Convert the records, from their start through the line containing "x=118 y=254", inclusive, into a two-column CSV with the columns input and output, one row per record. Place each record's text and its answer in single quoted fields, replacing any line breaks with spaces.

#####

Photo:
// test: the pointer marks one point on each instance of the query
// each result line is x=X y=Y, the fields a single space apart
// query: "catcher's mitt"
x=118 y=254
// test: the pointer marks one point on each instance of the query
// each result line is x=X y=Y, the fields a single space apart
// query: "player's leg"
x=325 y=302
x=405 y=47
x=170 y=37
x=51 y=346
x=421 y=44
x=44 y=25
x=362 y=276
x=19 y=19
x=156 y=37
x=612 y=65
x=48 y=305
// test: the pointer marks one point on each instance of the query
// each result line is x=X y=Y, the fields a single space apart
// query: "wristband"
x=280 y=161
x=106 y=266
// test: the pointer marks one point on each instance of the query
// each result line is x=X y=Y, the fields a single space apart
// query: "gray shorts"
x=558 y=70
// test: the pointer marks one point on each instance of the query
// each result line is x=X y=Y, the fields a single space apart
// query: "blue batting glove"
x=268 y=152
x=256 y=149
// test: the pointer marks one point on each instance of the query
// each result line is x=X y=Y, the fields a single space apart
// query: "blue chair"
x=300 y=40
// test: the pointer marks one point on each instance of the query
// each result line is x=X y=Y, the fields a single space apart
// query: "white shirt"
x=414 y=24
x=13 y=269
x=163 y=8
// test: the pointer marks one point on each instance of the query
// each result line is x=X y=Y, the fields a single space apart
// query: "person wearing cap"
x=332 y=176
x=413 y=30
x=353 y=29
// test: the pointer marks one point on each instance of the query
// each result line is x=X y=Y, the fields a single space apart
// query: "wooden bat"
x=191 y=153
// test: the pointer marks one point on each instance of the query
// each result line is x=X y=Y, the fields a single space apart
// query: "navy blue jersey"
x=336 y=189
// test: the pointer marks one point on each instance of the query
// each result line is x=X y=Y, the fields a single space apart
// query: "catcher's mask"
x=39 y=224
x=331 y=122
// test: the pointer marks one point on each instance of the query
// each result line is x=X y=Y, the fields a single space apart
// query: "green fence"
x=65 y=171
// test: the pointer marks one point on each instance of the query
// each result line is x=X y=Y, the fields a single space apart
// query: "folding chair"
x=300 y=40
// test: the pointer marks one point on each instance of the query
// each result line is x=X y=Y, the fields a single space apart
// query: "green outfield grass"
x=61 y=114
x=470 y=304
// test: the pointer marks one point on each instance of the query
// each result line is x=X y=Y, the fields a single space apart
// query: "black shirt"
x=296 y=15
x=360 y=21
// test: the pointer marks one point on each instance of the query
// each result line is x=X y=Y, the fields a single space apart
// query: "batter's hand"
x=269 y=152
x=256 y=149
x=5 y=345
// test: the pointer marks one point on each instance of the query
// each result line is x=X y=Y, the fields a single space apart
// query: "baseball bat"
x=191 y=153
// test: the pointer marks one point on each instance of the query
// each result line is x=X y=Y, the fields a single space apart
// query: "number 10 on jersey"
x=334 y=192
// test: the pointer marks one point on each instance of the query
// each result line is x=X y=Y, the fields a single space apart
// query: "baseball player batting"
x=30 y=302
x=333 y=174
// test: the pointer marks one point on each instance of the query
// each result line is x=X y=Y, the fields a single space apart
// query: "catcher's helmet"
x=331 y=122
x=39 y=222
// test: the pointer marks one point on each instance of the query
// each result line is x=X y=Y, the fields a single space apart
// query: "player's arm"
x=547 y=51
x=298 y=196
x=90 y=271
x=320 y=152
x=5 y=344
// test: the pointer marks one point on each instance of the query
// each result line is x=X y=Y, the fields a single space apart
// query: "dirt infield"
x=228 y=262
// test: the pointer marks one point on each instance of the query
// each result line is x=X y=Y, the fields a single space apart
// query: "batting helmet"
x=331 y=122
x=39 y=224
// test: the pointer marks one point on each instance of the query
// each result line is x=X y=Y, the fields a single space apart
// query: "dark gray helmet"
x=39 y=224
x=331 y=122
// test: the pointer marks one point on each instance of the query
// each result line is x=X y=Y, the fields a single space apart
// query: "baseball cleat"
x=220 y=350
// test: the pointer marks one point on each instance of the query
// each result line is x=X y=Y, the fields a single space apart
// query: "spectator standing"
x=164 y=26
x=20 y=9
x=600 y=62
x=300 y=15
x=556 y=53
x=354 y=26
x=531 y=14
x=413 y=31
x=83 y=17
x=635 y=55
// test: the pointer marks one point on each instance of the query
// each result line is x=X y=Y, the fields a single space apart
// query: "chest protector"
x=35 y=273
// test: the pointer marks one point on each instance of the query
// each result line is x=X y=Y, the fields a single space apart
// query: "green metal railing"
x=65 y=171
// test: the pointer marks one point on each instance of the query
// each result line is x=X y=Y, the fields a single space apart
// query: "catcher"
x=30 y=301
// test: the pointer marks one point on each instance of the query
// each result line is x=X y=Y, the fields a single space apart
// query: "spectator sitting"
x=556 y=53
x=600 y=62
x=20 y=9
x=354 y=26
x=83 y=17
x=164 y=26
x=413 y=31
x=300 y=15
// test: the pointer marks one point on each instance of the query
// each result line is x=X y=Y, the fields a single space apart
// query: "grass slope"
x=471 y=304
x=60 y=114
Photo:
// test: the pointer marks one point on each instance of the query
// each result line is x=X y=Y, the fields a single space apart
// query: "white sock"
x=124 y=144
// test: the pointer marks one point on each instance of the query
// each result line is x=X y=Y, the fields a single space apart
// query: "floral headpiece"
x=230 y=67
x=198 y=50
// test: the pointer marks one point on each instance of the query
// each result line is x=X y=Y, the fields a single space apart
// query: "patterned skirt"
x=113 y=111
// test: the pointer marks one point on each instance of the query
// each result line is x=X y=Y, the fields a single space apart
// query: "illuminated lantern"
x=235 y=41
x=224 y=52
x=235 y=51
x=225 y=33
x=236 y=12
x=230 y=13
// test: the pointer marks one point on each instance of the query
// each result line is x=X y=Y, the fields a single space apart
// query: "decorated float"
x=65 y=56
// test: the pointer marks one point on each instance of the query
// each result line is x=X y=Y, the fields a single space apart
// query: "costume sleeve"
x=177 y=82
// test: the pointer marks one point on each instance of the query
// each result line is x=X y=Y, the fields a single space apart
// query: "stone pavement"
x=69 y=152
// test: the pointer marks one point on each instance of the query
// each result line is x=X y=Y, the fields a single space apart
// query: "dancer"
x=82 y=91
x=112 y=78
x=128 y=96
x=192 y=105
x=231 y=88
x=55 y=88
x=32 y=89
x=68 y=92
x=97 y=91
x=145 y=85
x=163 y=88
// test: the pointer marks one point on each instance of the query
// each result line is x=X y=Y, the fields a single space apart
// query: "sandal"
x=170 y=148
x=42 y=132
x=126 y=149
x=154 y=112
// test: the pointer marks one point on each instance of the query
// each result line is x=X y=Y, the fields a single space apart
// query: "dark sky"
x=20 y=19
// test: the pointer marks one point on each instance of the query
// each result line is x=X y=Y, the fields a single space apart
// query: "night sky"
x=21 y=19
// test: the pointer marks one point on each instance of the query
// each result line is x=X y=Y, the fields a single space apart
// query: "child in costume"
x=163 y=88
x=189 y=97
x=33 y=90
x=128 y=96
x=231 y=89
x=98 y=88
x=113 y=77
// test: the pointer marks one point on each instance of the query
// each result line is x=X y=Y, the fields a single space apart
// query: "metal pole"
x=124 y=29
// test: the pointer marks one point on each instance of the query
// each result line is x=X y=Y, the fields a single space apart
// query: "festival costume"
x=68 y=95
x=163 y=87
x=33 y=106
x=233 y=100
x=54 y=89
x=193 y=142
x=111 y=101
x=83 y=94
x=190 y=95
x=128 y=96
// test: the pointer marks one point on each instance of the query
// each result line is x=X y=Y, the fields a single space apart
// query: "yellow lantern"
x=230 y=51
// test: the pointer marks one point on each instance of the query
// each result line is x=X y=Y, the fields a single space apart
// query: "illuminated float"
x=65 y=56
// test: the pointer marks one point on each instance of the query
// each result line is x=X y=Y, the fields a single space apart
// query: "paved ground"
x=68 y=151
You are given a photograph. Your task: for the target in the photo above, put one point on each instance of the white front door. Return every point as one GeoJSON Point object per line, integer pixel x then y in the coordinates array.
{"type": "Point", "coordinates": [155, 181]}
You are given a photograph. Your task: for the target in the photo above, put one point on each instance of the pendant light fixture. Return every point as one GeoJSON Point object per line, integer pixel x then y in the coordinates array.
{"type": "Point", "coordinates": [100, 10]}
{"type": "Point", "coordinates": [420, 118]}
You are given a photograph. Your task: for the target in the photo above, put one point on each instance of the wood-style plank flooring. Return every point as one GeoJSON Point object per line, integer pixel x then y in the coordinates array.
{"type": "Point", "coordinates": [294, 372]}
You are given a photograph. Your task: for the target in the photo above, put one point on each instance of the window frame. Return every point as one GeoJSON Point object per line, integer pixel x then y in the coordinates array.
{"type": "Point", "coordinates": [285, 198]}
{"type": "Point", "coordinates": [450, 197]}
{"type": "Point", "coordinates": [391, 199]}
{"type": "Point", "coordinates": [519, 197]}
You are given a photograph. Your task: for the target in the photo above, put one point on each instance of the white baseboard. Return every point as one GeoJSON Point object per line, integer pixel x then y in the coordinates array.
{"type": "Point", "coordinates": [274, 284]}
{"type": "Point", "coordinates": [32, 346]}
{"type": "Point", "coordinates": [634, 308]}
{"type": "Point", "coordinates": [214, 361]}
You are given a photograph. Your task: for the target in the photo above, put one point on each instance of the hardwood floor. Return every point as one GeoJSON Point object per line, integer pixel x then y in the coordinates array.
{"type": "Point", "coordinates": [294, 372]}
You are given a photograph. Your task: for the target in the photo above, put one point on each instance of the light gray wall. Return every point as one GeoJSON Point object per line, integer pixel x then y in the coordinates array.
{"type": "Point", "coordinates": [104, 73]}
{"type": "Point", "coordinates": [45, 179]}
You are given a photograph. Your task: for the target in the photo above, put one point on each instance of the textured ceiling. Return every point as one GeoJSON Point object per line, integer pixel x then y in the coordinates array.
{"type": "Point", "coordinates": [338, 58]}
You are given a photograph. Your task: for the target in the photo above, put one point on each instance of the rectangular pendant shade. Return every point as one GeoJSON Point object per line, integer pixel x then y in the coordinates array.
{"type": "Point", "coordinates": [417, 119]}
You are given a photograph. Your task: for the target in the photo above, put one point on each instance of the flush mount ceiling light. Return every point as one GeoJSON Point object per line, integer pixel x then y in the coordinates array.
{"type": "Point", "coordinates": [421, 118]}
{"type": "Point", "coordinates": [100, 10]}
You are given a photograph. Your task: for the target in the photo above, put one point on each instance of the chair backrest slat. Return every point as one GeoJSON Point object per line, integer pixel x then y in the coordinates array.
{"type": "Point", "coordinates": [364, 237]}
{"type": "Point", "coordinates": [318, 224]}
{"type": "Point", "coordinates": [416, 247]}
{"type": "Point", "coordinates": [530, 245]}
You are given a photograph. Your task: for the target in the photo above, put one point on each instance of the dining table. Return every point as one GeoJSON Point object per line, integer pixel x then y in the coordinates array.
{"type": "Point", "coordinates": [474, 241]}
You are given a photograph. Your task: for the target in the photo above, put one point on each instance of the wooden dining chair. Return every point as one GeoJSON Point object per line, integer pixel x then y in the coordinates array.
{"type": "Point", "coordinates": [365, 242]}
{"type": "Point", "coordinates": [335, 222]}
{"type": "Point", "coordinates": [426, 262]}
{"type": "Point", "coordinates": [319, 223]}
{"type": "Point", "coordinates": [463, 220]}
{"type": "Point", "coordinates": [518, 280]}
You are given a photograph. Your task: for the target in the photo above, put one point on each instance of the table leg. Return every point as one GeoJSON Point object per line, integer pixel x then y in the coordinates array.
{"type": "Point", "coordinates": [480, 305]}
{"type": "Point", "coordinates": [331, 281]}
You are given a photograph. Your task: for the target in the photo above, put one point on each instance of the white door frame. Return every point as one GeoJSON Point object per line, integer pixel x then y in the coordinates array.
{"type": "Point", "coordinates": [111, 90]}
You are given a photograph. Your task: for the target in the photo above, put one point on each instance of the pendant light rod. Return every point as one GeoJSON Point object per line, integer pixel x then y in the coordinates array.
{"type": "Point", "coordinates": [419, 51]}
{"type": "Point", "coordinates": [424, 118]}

#####

▶ [Answer to the task]
input,output
"Photo: // test: the pointer marks one point on each instance of the query // each result line is x=X y=Y, the fields a single space apart // query: ""catcher's mitt""","x=118 y=254"